◆ What you are asked to do: Copy each of the lines below word for word, keeping their order.

Source data
═══
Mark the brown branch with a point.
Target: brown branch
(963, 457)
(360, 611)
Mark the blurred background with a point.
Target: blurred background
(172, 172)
═══
◆ Solution for this task:
Mark the brown branch with a point.
Target: brown branch
(963, 457)
(360, 611)
Mark the blurred background with a point.
Target: blurred background
(172, 172)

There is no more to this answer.